Exercise aim: Format every line of the rows below as a JSON list of strings, with one string per line and blank lines skipped. Omit the pictures from your answer.
___ Available records
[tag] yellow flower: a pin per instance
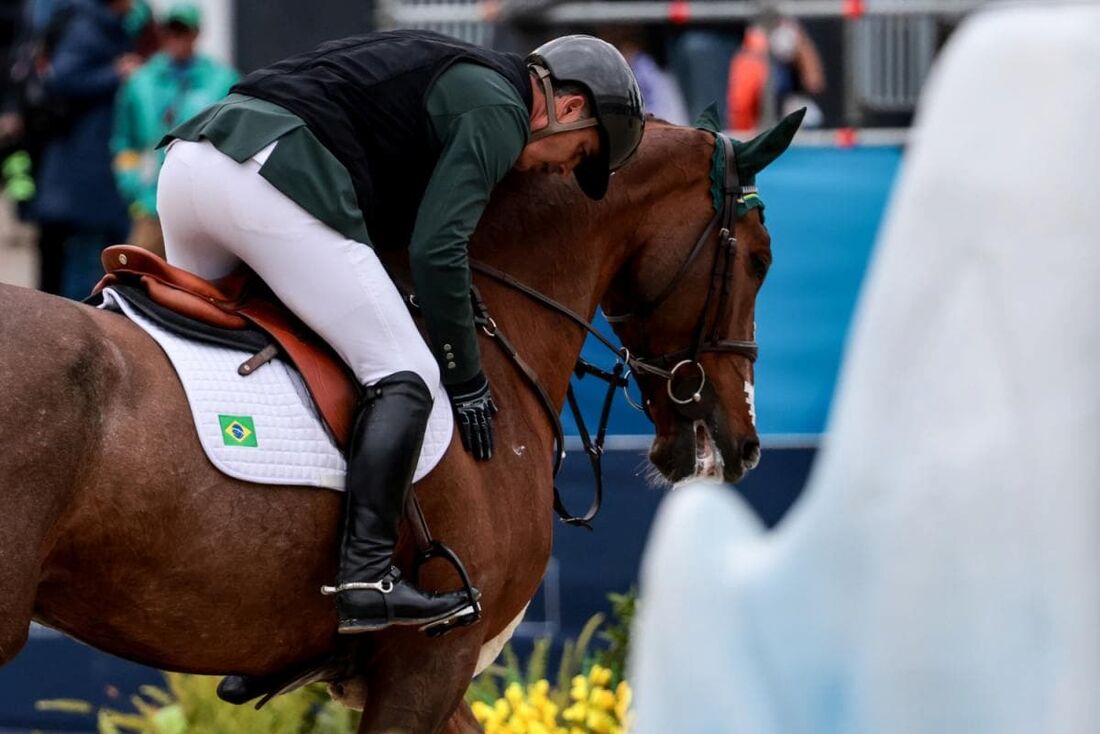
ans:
(515, 694)
(482, 711)
(602, 699)
(600, 676)
(580, 688)
(549, 711)
(575, 713)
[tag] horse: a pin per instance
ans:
(118, 532)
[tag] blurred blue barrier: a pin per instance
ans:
(824, 208)
(823, 211)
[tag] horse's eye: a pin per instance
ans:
(759, 266)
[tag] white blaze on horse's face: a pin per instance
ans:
(708, 460)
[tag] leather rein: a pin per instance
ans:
(706, 339)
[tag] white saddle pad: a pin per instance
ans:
(264, 427)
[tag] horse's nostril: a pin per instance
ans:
(750, 452)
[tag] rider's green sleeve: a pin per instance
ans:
(483, 126)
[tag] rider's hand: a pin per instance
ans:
(474, 409)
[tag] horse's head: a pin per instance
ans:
(684, 302)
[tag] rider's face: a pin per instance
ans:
(562, 152)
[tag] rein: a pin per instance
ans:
(704, 340)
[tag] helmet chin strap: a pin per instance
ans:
(553, 127)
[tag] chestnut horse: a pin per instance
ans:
(117, 530)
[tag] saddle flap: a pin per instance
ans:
(241, 300)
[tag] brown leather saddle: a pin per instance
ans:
(241, 300)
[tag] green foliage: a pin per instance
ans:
(189, 704)
(617, 634)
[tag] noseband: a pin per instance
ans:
(707, 338)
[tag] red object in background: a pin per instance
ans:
(679, 12)
(853, 8)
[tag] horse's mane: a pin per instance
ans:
(536, 205)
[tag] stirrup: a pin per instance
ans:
(465, 616)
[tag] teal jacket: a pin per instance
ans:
(155, 99)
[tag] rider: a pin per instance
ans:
(388, 140)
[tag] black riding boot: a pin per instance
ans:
(382, 457)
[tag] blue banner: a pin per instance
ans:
(823, 211)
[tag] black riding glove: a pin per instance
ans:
(473, 411)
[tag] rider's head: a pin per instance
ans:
(593, 118)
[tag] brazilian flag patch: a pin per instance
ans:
(238, 430)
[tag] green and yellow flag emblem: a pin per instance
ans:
(238, 430)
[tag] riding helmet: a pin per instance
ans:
(614, 94)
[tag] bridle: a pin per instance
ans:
(706, 339)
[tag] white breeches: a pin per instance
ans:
(217, 212)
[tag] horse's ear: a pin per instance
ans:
(756, 154)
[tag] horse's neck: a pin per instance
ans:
(570, 249)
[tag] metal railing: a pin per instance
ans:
(436, 13)
(889, 44)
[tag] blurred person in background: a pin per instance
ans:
(660, 91)
(76, 203)
(777, 72)
(699, 57)
(175, 85)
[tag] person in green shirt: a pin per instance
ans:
(174, 85)
(389, 141)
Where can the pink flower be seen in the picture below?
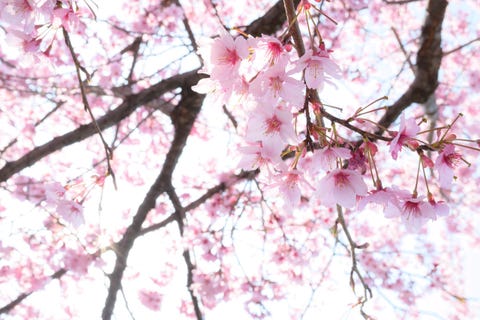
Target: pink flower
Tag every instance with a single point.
(226, 54)
(386, 197)
(259, 155)
(414, 212)
(446, 161)
(319, 68)
(276, 83)
(71, 212)
(151, 299)
(267, 51)
(326, 158)
(288, 184)
(408, 130)
(341, 186)
(267, 122)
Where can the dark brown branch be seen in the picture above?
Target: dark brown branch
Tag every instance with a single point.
(294, 27)
(429, 58)
(460, 47)
(244, 175)
(270, 22)
(183, 118)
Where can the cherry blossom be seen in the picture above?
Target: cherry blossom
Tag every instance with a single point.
(269, 123)
(446, 161)
(319, 68)
(341, 186)
(277, 83)
(151, 299)
(404, 137)
(414, 212)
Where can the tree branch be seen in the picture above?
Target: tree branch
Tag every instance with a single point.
(8, 307)
(183, 118)
(125, 109)
(429, 58)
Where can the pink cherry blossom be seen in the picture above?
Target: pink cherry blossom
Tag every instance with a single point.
(407, 131)
(260, 155)
(267, 51)
(290, 184)
(327, 158)
(225, 56)
(414, 212)
(341, 186)
(319, 69)
(267, 122)
(151, 299)
(71, 212)
(385, 197)
(446, 161)
(277, 83)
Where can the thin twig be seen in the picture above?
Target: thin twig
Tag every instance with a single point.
(367, 292)
(86, 104)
______
Complete response:
[
  "[tag] yellow flower: a pin per instance",
  "ans:",
  "(515, 694)",
  "(482, 711)",
  "(602, 699)",
  "(600, 676)",
  "(580, 688)",
  "(549, 711)",
  "(575, 713)",
  "[tag] horse: a pin per instance",
  "ans:",
  "(118, 532)",
  "[tag] blurred blue barrier: a pin per instance",
  "ans:",
  "(824, 208)",
  "(823, 211)",
  "[tag] horse's eye: a pin per instance",
  "ans:",
  "(759, 266)",
  "[tag] white blaze on horse's face: a pin per instance",
  "ans:",
  "(708, 460)",
  "[tag] leather rein: a pin per instance",
  "ans:",
  "(706, 339)",
  "[tag] white saddle pad: a pin per instance",
  "ans:",
  "(264, 427)",
  "[tag] horse's nostril: a pin per instance",
  "ans:",
  "(750, 452)",
  "[tag] rider's green sleeve: a pin per instance",
  "ans:",
  "(483, 126)",
  "[tag] rider's hand: a pin per instance",
  "ans:",
  "(474, 409)",
  "[tag] horse's head: a pin per instance",
  "ans:",
  "(684, 302)",
  "[tag] rider's face: a pin per instance",
  "ans:",
  "(562, 152)",
  "[tag] rein: a pin per instance",
  "ans:",
  "(704, 340)",
  "[tag] helmet chin strap: a pin per instance",
  "ans:",
  "(553, 127)",
  "[tag] chestnut horse: a pin per instance",
  "ans:",
  "(117, 530)",
  "[tag] saddle flap: a pin per instance",
  "ans:",
  "(241, 300)",
  "[tag] brown leather saddle: a pin per instance",
  "ans:",
  "(241, 300)",
  "[tag] green foliage: a pin per instance",
  "ans:",
  "(189, 704)",
  "(617, 634)",
  "[tag] noseband: a pin per instance",
  "ans:",
  "(707, 338)",
  "[tag] red object in background: a pin per instance",
  "ans:",
  "(679, 12)",
  "(853, 8)",
  "[tag] horse's mane: a pin per instance",
  "ans:",
  "(536, 205)",
  "[tag] stirrup: a pin per instance",
  "ans:",
  "(465, 616)",
  "[tag] teal jacket: a pin per instance",
  "ans:",
  "(155, 99)",
  "[tag] rider: a pin per instance",
  "ans:",
  "(388, 140)",
  "[tag] black riding boot: a pin per instance",
  "ans:",
  "(382, 457)",
  "[tag] blue banner: a pin per instance",
  "ans:",
  "(823, 211)",
  "[tag] black riding glove: a pin per instance",
  "ans:",
  "(473, 411)",
  "[tag] rider's head: a pin per instance",
  "ans:",
  "(593, 118)",
  "[tag] brazilian flag patch: a pin per instance",
  "ans:",
  "(238, 430)",
  "[tag] green and yellow flag emblem: a pin per instance",
  "ans:",
  "(238, 430)",
  "[tag] riding helmet: a pin per instance",
  "ans:",
  "(614, 94)",
  "[tag] bridle: a pin per instance",
  "ans:",
  "(706, 339)",
  "[tag] white breeches: a pin per instance",
  "ans:",
  "(217, 212)",
  "[tag] horse's ear: a pin per instance",
  "ans:",
  "(756, 154)",
  "[tag] horse's neck: a pin per instance",
  "ans:",
  "(570, 249)",
  "[tag] metal railing: a pin per instance",
  "ans:",
  "(436, 13)",
  "(889, 44)",
  "[tag] blurred person in background: a pin per instance",
  "ans:",
  "(660, 91)",
  "(76, 203)",
  "(777, 72)",
  "(699, 57)",
  "(175, 85)",
  "[tag] person in green shirt: a pin per instance",
  "ans:",
  "(174, 85)",
  "(389, 141)",
  "Where can the pink flower be seen in the picture below?",
  "Target: pink flower",
  "Tag every instance with a single point.",
  "(226, 54)",
  "(386, 197)",
  "(259, 155)",
  "(414, 212)",
  "(446, 161)",
  "(319, 68)",
  "(276, 83)",
  "(71, 212)",
  "(151, 299)",
  "(267, 51)",
  "(326, 158)",
  "(288, 184)",
  "(408, 130)",
  "(341, 186)",
  "(267, 122)",
  "Where can the dark brown branch be seen in the picture above?",
  "Target: dark brown branch",
  "Tag every instance with a single point.",
  "(294, 27)",
  "(429, 58)",
  "(460, 47)",
  "(244, 175)",
  "(270, 22)",
  "(183, 118)",
  "Where can the cherry blossom be seen in the picture above?",
  "Target: cherry blossom",
  "Tag every instance with a single point.",
  "(269, 123)",
  "(446, 161)",
  "(319, 68)",
  "(341, 186)",
  "(277, 83)",
  "(151, 299)",
  "(404, 137)",
  "(414, 212)",
  "Where can the tree branch be seen in the picture above?",
  "Target: tree branch",
  "Tag every instance with a single point.",
  "(8, 307)",
  "(183, 118)",
  "(125, 109)",
  "(429, 58)",
  "Where can the pink cherry blossom be seen in the picture above?",
  "Target: pink cherry blossom",
  "Tag every instance with a single point.",
  "(407, 131)",
  "(260, 155)",
  "(267, 51)",
  "(290, 184)",
  "(327, 158)",
  "(225, 56)",
  "(414, 212)",
  "(341, 186)",
  "(319, 69)",
  "(267, 122)",
  "(151, 299)",
  "(71, 212)",
  "(385, 197)",
  "(446, 161)",
  "(277, 83)",
  "Where can the thin twig be seen in the picture above?",
  "Target: thin twig",
  "Tag every instance with a single point.",
  "(367, 292)",
  "(86, 104)"
]